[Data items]
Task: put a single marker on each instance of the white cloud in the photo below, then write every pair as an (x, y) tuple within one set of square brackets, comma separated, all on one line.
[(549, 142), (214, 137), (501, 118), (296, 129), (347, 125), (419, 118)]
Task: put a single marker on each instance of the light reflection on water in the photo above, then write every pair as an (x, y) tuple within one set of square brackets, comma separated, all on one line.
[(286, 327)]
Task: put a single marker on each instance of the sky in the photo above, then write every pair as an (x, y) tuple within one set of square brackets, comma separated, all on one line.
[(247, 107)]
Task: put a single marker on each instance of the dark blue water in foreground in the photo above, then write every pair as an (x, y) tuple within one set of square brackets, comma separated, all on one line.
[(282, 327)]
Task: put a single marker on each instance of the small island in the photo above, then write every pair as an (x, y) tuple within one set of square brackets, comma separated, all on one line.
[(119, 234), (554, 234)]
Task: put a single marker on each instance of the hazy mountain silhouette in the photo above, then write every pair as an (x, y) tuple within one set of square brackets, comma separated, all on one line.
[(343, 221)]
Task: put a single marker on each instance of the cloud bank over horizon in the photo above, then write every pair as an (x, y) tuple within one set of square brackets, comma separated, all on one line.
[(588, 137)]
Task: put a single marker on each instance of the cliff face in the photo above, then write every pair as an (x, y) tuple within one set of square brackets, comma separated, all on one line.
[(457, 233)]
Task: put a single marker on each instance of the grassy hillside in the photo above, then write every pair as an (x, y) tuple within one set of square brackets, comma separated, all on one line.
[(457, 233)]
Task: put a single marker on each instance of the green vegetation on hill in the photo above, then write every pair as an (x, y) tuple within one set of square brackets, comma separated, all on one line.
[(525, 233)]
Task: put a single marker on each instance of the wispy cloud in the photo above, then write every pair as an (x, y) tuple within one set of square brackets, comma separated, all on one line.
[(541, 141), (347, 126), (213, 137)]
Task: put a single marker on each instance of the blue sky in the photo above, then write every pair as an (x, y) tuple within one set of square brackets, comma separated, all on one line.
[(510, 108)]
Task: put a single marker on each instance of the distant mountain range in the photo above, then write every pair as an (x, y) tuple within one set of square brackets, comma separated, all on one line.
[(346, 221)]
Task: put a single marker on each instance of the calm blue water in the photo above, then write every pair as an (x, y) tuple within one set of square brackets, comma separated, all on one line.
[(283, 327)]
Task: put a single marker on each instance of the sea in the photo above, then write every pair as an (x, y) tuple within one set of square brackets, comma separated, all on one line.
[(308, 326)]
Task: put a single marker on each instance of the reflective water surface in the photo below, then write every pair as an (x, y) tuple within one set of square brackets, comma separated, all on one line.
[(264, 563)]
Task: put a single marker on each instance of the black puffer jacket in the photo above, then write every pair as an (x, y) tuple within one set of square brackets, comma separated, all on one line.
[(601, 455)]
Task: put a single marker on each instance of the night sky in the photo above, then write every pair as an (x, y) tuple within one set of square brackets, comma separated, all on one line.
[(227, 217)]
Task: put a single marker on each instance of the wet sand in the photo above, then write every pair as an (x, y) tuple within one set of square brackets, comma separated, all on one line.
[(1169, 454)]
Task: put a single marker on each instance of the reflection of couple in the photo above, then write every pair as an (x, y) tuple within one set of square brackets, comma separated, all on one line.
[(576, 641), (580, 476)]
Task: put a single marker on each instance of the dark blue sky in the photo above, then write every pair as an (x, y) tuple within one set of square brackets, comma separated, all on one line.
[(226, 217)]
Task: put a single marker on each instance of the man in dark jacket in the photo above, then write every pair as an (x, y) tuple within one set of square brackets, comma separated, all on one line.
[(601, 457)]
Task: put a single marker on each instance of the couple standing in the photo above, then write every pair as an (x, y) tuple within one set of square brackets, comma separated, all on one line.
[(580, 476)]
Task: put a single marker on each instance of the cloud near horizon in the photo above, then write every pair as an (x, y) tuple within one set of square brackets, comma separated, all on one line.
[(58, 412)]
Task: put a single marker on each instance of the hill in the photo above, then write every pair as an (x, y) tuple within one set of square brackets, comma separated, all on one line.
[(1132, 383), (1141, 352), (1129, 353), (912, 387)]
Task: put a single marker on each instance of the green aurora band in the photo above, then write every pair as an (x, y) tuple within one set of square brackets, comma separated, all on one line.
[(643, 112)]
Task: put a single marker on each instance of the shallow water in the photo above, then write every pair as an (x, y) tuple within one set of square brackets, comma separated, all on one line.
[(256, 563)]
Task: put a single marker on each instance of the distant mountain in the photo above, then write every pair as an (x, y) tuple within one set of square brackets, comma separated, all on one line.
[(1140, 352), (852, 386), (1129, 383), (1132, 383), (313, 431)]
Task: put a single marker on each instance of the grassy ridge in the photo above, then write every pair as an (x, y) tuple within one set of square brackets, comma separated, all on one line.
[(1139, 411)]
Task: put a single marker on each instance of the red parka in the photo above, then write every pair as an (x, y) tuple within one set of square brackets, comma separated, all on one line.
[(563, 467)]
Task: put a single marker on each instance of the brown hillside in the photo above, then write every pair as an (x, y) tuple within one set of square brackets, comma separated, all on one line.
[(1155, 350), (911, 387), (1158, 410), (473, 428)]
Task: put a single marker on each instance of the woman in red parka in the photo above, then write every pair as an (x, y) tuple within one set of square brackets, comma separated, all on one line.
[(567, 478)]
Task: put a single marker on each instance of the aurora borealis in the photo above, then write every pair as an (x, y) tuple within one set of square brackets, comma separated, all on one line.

## Your objective
The records above should be restated exactly, line for line.

## Completed task
Task: put a single marker on each instance of the white cloud in the photo below, then write every pair as an (x, y) tuple within one set of square brackets, comma separated, all on one line.
[(549, 142), (214, 137), (501, 118), (296, 129), (347, 125), (419, 118)]
Task: put a single marker on each instance of the light reflection on water in the photo above, then write every pair as an (x, y) tuple within one set of square brackets, comma separated, all on one line.
[(286, 327)]
Task: put a single marker on each instance of the sky in the photo above, then write every pair as an (x, y) tuple within one set of square brackets, comma separated, all on one line.
[(247, 107)]
Task: put a single marker on each instance of the dark blue water in foreground in the photo above, then write every pair as an (x, y) tuple within one set of square brackets, comma separated, all on one line.
[(282, 327)]
Task: put a single marker on each instance of the small island in the photo above, then write every pair as an (x, y) tuple within one set of square brackets, comma separated, all on one line.
[(119, 234), (554, 234)]
Task: put a single marker on each instance of the hazy mountain silhouette in the photo above, then write every pair as an (x, y) tuple within one set of square brackets, comma separated, all on one line.
[(343, 221)]
Task: put a single marker on each instance of the cloud bank over horizon in the photo above, then write every pair as an (x, y) tuple within one set of square brackets, comma separated, all on one line.
[(588, 137)]
Task: put a single marker on each instance of the cliff face in the photo above, then write every pair as an (x, y) tuple within one set of square brackets, comma separated, all on one line.
[(457, 233)]
Task: put a single marker on each instance of the grassy hillside in the photo above, then write every pair as an (x, y) tuple within one set of square brackets, comma separated, all on one line.
[(457, 233)]
Task: put a single marker on each instance of the green vegetation on hill in the photo above, then write every pair as an (x, y) tuple within one set of square brackets, comma separated, all on one line.
[(525, 233)]
Task: put a single marker on each instance of the wispy cloud in the photo above, then write every pair as an (x, y) tuple within one set of square brackets, comma separated, all on one line.
[(541, 141), (347, 126), (213, 137)]
Task: put a single marker on each instance of the blue sky in the photo above, then write every pair as an (x, y) tuple within one set of square brackets, comma separated, all on one line.
[(510, 108)]
Task: put a single marker on each instance of the distant mountain range in the photo above, then write every pair as an (x, y) tuple within one set of square brackets, comma separated, all on one line.
[(346, 221)]
Task: put a single marker on each instance of the calm blue water in the photo above, then write every pair as an (x, y) tuple within one set of square brackets, comma separated, all on one line.
[(283, 327)]
Task: put a single marker on each instance of the sea in the photo above, then write every pair as an (x, y) tuple within one set of square brackets, comma separated, all on one line.
[(308, 326)]
Task: put a single marker on each instance of the reflective water surface in the photo below, then write every pair as an (x, y) tuple within one set of square brackets, comma separated, all on one line.
[(264, 563)]
Task: put a single marker on each instance of the black puffer jacket in the photo above, then write every pair as an (x, y) tuple within one set of square brackets, comma separated, all on one line.
[(601, 455)]
Task: put a single marker on each instance of the night sky in the photo above, then write every pair as an (x, y) tuple within one set of square brackets, comma separated, all on one line.
[(227, 217)]
Task: put a single marker on each instance of the wet sand in the photo above, then write every pair as an (x, y) tuple within one set of square brackets, comma separated, all on one line.
[(1169, 454)]
Task: put a single marker on each instance of the reflection of couple in the photo above, then write every pair as an (x, y) tuple within one set of square brackets, comma separated, all on one line.
[(576, 641), (580, 476)]
Task: put a single marker on each instance of the dark blue sky in the photo above, then write every pair as an (x, y) tuple within one set of square brackets, comma separated, all on one line.
[(226, 217)]
Task: put a single marker on each instance of the man in dark jacket in the photo above, then write every pair as an (x, y) tuple within one set of square brackets, comma separated, all on one line.
[(601, 457)]
Task: put a single marker on each instance of the couple standing in the photo above, then write every pair as an (x, y) tuple within one set of square brackets, comma separated, all on one line.
[(580, 476)]
Task: put a single marker on each instance of the cloud near horizon in the photo above, then write every pair as an (x, y) tuple within one set of square brackets, comma separated, all on one line.
[(58, 412)]
Task: put a single marker on each instance of the hill in the photo above, then write every pair as an (x, y) tuple within one set of square brackets, comma separated, all on one line.
[(1132, 383), (1141, 352), (1129, 353), (912, 387)]
Task: put a single marker on each instance of the green aurora band in the photo above, then write every pair as an (x, y) tuple within one set of square brackets, comma separated, all on one line.
[(643, 112)]
Task: put a single marker on each instance of the shallow water in the photo above, then write every pair as an (x, y) tuple within one set of square brackets, comma separated, all on one line.
[(256, 563)]
Task: put a single marker on each instance of the distant mountain in the photo above, then write every pair as an (x, y) tuple within one set of square brackets, comma separated, all on one line.
[(1140, 352), (852, 386), (1129, 383), (1132, 383), (313, 431)]
Task: put a single marker on each instance of the grassy ridge in the photo above, then write every pair as an (x, y) tuple within one set of square brackets, comma separated, all on one line.
[(1139, 411)]
Task: put a single marker on each instance of the red parka in the photo above, then write every pair as an (x, y) tuple within one set of square brackets, comma separated, all on one line.
[(563, 467)]
Task: put a single marker on each instance of the brown hillside in the photo above, then write every pair as an (x, y) tuple within one set of square brackets, comma separated, all on one line.
[(1155, 350), (911, 387), (1158, 410), (473, 428)]
Task: put a single marker on each instance of the woman in red parka in the photo above, then write every pair as an (x, y) tuple within one set of square brackets, comma separated, all on one line.
[(567, 478)]
Task: put a single marker on each instance of the aurora borealis in the photo above, then write every pair as an (x, y) tuple within one set of square brackets, comma separated, all on one line.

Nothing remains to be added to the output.